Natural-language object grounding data
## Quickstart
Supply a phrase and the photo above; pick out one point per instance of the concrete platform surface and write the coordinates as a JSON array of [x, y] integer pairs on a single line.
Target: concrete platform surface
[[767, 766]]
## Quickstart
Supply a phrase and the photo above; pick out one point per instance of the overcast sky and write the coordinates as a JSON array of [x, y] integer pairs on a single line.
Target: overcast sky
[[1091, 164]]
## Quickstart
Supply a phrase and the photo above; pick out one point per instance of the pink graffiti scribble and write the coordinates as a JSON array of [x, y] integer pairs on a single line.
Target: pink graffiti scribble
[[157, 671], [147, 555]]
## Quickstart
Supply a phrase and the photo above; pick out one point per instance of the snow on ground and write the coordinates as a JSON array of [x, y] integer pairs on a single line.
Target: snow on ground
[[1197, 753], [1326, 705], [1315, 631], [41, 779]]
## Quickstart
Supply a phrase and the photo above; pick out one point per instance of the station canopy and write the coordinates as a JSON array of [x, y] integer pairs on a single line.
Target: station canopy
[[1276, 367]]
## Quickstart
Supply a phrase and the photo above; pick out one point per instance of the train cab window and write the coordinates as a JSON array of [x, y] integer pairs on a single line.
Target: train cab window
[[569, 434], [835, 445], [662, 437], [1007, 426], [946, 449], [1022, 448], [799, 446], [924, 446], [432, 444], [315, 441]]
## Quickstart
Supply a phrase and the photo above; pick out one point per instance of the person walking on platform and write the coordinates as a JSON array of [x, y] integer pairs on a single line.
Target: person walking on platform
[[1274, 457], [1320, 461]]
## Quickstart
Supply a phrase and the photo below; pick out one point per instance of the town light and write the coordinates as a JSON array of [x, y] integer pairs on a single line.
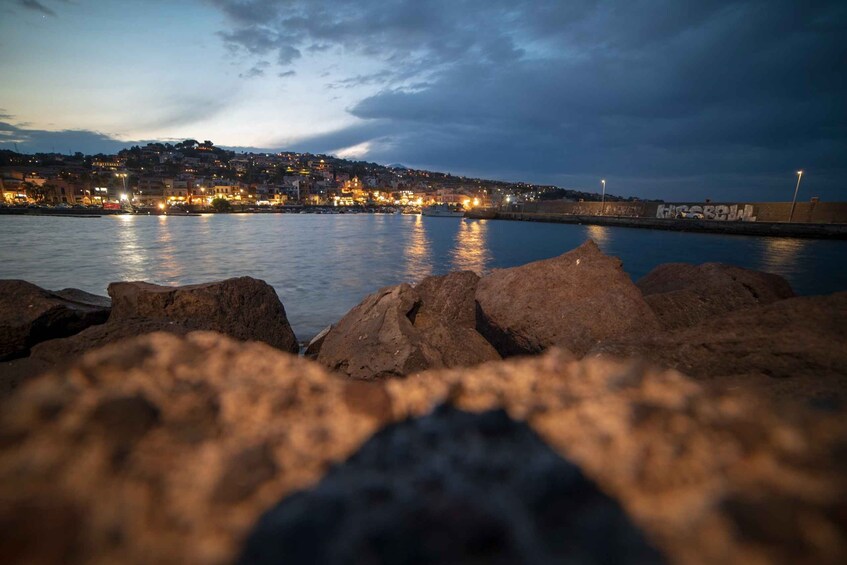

(WORK REQUIRED) What is the number of lines in the data that hold the word "pairs"? Reply with that number and nothing else.

(YOUR RESPONSE) 8